• WORK TASK
Each entry must be restated word for word, with nothing omitted.

• Saved entries
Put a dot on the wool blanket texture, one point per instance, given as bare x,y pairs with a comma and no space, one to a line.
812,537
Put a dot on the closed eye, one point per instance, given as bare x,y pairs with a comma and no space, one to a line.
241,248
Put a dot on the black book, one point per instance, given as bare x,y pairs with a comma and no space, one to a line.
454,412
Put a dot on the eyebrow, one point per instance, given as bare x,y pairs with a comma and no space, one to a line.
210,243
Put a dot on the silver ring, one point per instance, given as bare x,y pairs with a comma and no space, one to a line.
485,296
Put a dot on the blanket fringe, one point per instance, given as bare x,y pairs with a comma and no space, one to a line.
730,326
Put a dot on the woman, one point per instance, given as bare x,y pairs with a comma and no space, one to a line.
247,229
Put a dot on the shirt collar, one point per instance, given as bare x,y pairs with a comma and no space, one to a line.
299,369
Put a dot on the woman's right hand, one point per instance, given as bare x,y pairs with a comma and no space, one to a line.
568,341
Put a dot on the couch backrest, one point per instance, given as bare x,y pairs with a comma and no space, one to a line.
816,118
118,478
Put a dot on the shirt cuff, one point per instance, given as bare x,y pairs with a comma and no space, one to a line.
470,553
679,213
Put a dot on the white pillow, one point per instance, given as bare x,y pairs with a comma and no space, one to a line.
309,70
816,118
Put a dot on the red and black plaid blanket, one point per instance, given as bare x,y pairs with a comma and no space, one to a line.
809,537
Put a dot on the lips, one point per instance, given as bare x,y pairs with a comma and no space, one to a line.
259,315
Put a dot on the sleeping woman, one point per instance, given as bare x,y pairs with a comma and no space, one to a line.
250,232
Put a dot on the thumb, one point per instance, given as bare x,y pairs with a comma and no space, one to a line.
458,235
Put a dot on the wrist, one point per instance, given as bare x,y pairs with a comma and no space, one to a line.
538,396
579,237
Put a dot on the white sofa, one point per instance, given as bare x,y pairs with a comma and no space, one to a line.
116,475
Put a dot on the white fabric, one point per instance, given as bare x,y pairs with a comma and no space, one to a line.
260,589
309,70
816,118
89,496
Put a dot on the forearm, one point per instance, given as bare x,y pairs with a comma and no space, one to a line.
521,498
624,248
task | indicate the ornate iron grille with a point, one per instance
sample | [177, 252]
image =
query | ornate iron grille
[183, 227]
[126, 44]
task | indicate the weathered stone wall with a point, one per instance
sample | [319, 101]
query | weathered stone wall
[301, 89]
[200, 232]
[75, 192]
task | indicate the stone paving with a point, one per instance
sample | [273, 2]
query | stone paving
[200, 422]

• SOLUTION FOR THIS EXERCISE
Put a dot on the wool blanket texture, one point per instance, given as bare x,y pairs with a comma and no space, one to a line.
812,537
Put a dot on the closed eye, one point per instance, given as bare x,y pairs with a comma and no space, one to a line.
241,248
Put a dot on the black book, one point per instance, given as bare x,y pairs with a comma and no space, one to a line.
454,412
Put a dot on the eyebrow, one point per instance, given as bare x,y pairs with a comma and no space, one to a line.
210,243
Put a dot on the silver ring, one point per instance, given as bare x,y pairs with a comma and no space, one to a line.
485,296
Put a dot on the blanket fringe, one point per instance, given as bare x,y pairs with a comma and no space, one to a line.
730,326
Put a dot on the woman, one point per instance, given as bare x,y pairs with a comma and no space, one to a line.
247,229
Put a dot on the shirt collar, one point per instance, given as bare x,y pairs with a comma and no space, one to a line.
299,369
Put a dot on the woman's right hand, one point per instance, given as bare x,y pairs with a comma and no space, one to a line.
568,341
Put a dot on the couch backrest, one point per instance, given as bare x,y pairs with a comma and no space, one to a line.
816,118
118,478
Put a dot on the shirt cuff, one point per instance, given as bare x,y pairs with a comma and no space, one to a line.
470,553
679,213
Put a dot on the white pillow, one point per instance, given as bare x,y pairs with a comma and no space, one to a line.
309,70
816,118
Put a dot on the red and black plaid blanket, one point per instance, given as bare x,y pairs with a comma and no space, one to a line.
809,537
Put a dot on the lips, one point per instance, given as bare x,y pairs with a comma and no space, one to a line.
259,315
Put a dot on the sleeping woman, one point per instance, given as bare x,y pairs with a comma and no space, one to a line.
250,232
Put a dot on the thumb, one point per instance, given as bare x,y pairs with a comma and no space, one to a line.
458,235
Put a dot on the wrist, one point per instance, given as bare x,y pairs with a comma and no space, one to a line.
538,396
579,237
Put a dot on the white sofa, one point per instance, given as bare x,y pairs with a comma and no space, one to a line.
116,475
Put a dot on the white fabric, one point per instance, given as bare x,y pairs with a comma and no space, one to a line.
260,589
309,70
816,118
89,496
Put a dot on the forearm, one point per instance, given as bare x,y pairs with a comma and no space, one to a line.
521,498
624,248
task | indicate the ornate iron grille with a point, one per instance
sample | [177, 252]
image =
query | ornate iron grille
[183, 227]
[126, 44]
task | indicate the weathered stone wall with a point, one per instance
sample | [319, 101]
query | weathered stone wall
[301, 89]
[200, 232]
[75, 192]
task | indicate the stone paving with a point, one per instance
sample | [273, 2]
query | stone paving
[200, 422]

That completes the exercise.